**STATED TASK:** Render the records from the line with "Find the green leaf" up to and including the line with "pixel 344 169" as a Markdown table with the columns No. and Line. Number each line in No., and leave out any blank lines.

**RECORDS SHOWN:**
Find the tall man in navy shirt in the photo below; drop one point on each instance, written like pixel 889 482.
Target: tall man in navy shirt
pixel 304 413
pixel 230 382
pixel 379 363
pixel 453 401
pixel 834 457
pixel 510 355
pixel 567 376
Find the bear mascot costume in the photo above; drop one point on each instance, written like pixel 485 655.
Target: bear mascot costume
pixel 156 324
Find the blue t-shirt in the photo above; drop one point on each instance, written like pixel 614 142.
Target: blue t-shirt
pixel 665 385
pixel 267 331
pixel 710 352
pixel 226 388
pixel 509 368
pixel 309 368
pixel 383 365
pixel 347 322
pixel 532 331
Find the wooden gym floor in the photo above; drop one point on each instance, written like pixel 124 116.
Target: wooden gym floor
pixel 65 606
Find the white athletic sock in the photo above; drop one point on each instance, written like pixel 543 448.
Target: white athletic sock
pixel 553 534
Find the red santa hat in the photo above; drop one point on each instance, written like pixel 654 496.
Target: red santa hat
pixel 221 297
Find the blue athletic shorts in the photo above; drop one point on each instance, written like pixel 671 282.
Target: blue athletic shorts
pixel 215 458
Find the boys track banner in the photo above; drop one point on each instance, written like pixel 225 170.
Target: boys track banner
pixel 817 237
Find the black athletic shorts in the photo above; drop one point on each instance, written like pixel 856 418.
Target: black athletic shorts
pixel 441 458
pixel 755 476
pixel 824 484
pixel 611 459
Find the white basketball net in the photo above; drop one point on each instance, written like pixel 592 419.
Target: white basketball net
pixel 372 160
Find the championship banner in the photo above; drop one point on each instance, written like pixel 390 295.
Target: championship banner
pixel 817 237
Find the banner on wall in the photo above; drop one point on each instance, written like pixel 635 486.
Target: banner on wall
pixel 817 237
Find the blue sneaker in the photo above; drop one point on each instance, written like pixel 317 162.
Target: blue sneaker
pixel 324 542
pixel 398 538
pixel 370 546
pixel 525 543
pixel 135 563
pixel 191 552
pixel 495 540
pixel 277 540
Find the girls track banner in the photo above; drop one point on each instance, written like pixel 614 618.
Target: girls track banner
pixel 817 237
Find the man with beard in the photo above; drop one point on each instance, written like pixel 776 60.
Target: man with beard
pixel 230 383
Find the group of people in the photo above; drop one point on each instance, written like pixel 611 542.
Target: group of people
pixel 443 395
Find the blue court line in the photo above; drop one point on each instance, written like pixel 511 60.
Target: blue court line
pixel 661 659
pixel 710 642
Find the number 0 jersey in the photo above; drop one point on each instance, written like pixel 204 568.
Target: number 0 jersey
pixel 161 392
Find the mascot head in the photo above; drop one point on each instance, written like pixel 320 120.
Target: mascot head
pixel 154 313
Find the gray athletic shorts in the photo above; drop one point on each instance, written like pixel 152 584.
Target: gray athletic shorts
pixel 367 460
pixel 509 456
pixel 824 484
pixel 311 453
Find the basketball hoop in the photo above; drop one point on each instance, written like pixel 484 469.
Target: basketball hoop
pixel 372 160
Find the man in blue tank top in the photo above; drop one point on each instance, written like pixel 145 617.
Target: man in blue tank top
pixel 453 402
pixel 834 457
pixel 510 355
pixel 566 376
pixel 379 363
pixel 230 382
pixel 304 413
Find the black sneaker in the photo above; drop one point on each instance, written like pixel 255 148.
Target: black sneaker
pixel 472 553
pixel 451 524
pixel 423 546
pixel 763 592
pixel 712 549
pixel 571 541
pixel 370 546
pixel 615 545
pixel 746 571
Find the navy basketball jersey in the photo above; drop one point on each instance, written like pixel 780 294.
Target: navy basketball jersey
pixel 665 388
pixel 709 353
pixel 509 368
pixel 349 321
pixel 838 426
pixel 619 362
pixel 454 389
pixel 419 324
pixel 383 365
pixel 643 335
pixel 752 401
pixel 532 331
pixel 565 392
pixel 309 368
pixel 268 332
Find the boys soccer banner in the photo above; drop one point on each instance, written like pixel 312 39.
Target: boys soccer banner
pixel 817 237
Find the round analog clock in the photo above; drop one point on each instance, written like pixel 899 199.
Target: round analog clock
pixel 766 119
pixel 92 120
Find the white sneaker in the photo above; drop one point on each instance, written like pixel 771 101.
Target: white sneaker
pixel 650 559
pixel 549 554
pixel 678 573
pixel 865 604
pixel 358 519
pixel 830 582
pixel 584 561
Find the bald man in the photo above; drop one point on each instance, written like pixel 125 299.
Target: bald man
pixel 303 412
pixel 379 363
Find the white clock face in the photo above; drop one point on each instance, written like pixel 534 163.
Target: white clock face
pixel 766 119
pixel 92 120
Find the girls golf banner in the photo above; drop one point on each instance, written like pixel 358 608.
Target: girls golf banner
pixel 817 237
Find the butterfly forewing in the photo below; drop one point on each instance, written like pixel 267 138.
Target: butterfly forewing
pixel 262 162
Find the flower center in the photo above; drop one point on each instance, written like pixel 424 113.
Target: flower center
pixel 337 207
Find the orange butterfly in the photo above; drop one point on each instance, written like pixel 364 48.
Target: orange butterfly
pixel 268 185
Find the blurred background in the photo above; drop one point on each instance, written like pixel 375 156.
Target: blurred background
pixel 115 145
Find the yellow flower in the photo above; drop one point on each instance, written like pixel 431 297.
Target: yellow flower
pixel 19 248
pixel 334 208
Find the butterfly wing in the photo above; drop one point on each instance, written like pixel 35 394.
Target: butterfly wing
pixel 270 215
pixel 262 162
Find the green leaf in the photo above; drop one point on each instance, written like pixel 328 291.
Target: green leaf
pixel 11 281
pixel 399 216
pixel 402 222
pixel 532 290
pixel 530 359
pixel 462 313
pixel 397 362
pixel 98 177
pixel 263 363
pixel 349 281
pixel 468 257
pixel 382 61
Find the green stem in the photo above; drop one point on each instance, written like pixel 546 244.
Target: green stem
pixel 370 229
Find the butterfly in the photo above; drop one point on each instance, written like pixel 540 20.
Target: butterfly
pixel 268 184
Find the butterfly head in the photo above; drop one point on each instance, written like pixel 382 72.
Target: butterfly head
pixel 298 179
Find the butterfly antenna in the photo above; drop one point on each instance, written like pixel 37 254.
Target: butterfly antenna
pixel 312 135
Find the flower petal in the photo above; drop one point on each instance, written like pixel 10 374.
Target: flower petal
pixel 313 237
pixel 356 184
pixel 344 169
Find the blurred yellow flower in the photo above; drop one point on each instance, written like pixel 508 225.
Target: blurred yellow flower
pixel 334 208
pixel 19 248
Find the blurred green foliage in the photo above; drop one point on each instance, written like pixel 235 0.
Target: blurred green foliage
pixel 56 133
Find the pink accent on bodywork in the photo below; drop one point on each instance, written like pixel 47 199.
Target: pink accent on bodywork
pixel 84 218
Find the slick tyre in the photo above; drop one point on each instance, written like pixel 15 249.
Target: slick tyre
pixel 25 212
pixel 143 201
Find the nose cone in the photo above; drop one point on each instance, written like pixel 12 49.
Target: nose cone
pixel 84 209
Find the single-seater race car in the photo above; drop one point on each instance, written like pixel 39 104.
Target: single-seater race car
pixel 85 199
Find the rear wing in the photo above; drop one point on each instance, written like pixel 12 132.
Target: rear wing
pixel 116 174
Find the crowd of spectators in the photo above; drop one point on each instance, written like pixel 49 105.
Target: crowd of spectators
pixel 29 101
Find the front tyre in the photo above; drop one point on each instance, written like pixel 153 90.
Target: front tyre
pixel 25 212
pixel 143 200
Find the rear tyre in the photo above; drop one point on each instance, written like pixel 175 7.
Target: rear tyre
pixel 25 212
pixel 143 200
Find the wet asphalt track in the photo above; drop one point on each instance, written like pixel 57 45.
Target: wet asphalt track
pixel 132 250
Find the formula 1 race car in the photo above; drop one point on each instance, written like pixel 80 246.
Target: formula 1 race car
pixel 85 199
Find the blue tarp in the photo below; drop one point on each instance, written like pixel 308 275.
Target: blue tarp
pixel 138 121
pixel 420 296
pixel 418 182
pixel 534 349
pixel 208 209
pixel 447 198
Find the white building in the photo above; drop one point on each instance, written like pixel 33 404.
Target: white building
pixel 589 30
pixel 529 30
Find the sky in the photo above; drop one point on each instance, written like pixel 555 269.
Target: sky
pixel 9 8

**COMPLETE RESPONSE:**
| No. | Line |
|---|---|
| 1 | Find the green leaf in the photo above; drop one point on each instance, written like pixel 328 291. |
| 2 | Target: green leaf |
| 3 | pixel 11 281 |
| 4 | pixel 399 216 |
| 5 | pixel 402 222 |
| 6 | pixel 532 290 |
| 7 | pixel 530 359 |
| 8 | pixel 462 313 |
| 9 | pixel 397 362 |
| 10 | pixel 98 177 |
| 11 | pixel 263 363 |
| 12 | pixel 349 281 |
| 13 | pixel 468 257 |
| 14 | pixel 382 61 |
| 15 | Find the green stem in the photo above; drop one point on each instance, written like pixel 546 244. |
| 16 | Target: green stem |
| 17 | pixel 370 229 |
| 18 | Find the butterfly in the photo above; drop one point on each instance, written like pixel 540 20. |
| 19 | Target: butterfly |
| 20 | pixel 268 184 |
| 21 | Find the butterfly head in the photo above; drop one point on each instance, written like pixel 382 72. |
| 22 | Target: butterfly head |
| 23 | pixel 298 179 |
| 24 | Find the butterfly antenna in the photo above; drop one point on each instance, written like pixel 37 254. |
| 25 | Target: butterfly antenna |
| 26 | pixel 312 135 |
| 27 | Find the flower petal in the photo above; drop one point on each instance, written like pixel 10 374. |
| 28 | Target: flower petal |
| 29 | pixel 313 237 |
| 30 | pixel 356 184 |
| 31 | pixel 344 169 |